Collected data entries:
··········
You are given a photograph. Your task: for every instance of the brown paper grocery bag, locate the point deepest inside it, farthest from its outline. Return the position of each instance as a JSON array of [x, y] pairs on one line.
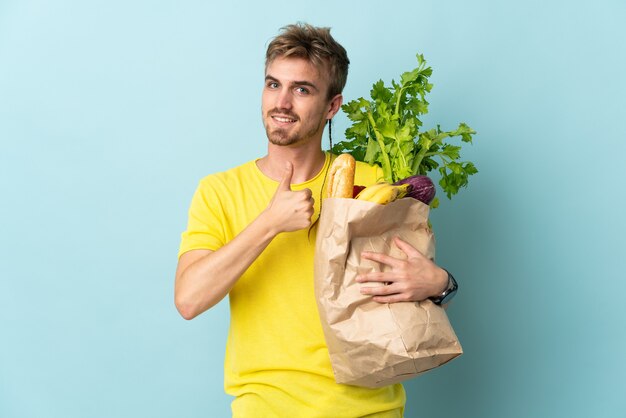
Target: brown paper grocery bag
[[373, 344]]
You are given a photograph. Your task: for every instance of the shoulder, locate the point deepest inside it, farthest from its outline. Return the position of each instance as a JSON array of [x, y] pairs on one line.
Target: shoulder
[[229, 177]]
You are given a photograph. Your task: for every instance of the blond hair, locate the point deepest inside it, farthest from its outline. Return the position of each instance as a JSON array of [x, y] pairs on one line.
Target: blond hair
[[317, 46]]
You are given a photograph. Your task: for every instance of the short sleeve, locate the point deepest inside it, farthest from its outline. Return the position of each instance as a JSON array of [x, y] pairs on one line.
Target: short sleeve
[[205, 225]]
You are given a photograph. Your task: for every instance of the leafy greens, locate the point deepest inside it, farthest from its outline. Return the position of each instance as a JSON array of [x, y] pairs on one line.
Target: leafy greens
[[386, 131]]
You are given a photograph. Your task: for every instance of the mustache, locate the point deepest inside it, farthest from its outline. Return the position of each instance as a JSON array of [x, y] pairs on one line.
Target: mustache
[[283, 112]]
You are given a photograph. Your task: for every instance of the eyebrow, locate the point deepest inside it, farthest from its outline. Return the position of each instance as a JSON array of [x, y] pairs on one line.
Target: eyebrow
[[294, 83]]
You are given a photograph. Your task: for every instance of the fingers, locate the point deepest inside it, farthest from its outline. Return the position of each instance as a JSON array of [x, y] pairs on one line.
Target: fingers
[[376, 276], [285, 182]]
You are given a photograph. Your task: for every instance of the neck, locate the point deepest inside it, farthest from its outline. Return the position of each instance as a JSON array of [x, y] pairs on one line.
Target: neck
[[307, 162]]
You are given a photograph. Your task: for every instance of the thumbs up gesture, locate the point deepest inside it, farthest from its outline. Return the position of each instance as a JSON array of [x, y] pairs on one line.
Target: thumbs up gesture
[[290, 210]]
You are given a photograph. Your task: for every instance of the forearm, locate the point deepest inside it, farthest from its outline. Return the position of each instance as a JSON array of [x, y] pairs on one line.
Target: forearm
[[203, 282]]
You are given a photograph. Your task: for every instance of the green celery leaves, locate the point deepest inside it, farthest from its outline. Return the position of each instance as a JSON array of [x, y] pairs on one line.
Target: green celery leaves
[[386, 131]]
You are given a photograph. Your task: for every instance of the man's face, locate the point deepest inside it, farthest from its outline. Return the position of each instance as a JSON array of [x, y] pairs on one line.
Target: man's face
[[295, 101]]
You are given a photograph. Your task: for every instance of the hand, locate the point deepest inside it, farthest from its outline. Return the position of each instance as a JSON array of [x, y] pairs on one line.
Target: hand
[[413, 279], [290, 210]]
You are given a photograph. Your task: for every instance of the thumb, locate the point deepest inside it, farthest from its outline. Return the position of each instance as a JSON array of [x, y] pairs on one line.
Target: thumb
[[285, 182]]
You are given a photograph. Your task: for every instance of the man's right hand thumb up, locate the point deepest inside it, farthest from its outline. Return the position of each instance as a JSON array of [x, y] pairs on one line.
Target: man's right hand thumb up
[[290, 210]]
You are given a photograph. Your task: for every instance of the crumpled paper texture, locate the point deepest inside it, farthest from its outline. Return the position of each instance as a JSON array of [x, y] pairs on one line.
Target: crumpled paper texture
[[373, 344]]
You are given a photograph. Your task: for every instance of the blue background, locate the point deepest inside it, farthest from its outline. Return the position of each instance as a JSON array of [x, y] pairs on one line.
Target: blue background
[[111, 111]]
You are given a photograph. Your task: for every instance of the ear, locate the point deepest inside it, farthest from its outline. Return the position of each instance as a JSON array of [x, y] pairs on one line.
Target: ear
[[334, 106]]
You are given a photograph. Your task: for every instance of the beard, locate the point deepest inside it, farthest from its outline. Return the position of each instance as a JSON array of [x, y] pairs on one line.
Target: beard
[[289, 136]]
··········
■ Work required ■
An exact copy of every entry above is required, without the pictures.

■ Task output ■
You are given a photograph. Your task: for every instance of the brown paper grocery bag, locate the point deepest inside it, farthest from its outline. Return the position of each instance as a JSON array of [x, y] pairs on one line.
Target: brown paper grocery bag
[[373, 344]]
You are given a photograph. Your task: for every instance of the shoulder, locate the point deepest inside it, farthest from its outline. Return the position of each instance as a JSON array of [x, y] pairs on one line.
Target: shoulder
[[229, 177]]
You are given a photograph. Your task: for every instance of the blond hair, locate the point deepest inside it, farthest from its outline. Return the position of each instance as a JSON array of [x, y] pairs on one line.
Target: blond hair
[[317, 46]]
You are given a photograph. Your task: for every instance of the short sleeve, locate the point deepest inside it, farthest from its outline. Return the position of each instance as a JSON array of [x, y] pairs on one line.
Target: short sleeve
[[205, 225]]
You are given a photograph. Your task: for every instance of the leafy greens, locate the point deepest inside it, farthest from its outline. Return the position of each instance as a JSON array of [x, y] pairs on one line.
Target: leafy greens
[[386, 131]]
You are given a photograph. Your task: for every instance of the mustache, locate the point deepest inside it, farthest from its outline. Return the position of each instance as a JSON array of [x, y] pairs on one line.
Target: mustache
[[283, 112]]
You are given a photograph. Your task: for every instance of the eyebrow, locate the point deepest inside it, farthest from its outline. Return the position of each instance as a JSON array of [x, y] pairs on one line.
Target: eyebrow
[[294, 83]]
You are given a photograph. Your task: for every instance of the fingers, locate the point deepest inside it, farthest from its outline. Return the position of each instance as a JSON array of [x, y] pairs on one line.
Target: fingers
[[376, 276], [285, 182]]
You are given a photograph. Your task: for every instance of the neck, locate the point deepest inside it, farthest from its outline. Return the position of each instance as a JSON array of [x, y] pairs on one line.
Target: neck
[[307, 162]]
You are given a photograph. Your task: for every instance of the thumbs up gesture, locate the point deepest inside it, farthest from its outline. Return the position of each instance as a JSON array of [x, y] pairs on one line.
Target: thumbs up gesture
[[290, 210]]
You are given a photograph. Your task: for every instance of the forearm, locate the point deepest inside it, farthest from its outline. Return the position of each instance as a JSON array of [x, y] pairs on one line.
Target: forearm
[[203, 282]]
You are given a photograph. Your task: for every instance of the green celery leaves, locate the point deepest inside it, farthest from its outline. Return the position of each instance as a JSON array of [x, y] pairs on one line.
Target: green celery leaves
[[386, 131]]
You are given a photograph. Your task: for every instance of the man's face, locate the point deepest inside it, farthest from its outline. Return the position of each instance as a JSON array of [x, y] pairs on one line.
Target: man's face
[[295, 101]]
You are given a photograph. Your task: for every instance of the hand, locate the point deepest inside it, farthest from its outline. Return the position of each instance as a JSON array of [x, y] pairs on one line.
Target: hand
[[413, 279], [290, 210]]
You are given a photograph. Your task: for every instance of the thumb, locate the point deepest inside it, farthest from its outline. Return the position of each instance as a JSON array of [x, y] pairs on one line.
Target: thumb
[[285, 182]]
You are given a photograph. Your task: for every instance of the man's right hand thumb up, locate the point deepest inside it, farthest from its outline. Return the position of each instance as a JSON array of [x, y] pairs on one line.
Target: man's right hand thumb up
[[290, 210]]
You are given a photograph. Your task: for every instance of the crumpled paper texture, locate the point deepest inside it, farthest from its outline. Return the position of each instance as a JSON array of [x, y] pairs on one line.
Target: crumpled paper texture
[[373, 344]]
You are given a photograph. Your task: for every instance of the blue background, locate the point deepest inside it, farthest from its outline. Return the position of each instance as a JSON array of [x, y] pairs on one line.
Target: blue background
[[111, 111]]
You are given a photograph. Your task: for every instance of the ear, locate the point deepest inside it, farthest from its outline. Return the position of each instance as a JSON array of [x, y] pairs on one line.
Target: ear
[[334, 106]]
You are given a photograph. Your task: for every instance of the beard, locate the point deepest inside it, farthest from its outline. Return the position of each instance as a JSON array of [x, y] pairs on one line.
Target: beard
[[289, 136]]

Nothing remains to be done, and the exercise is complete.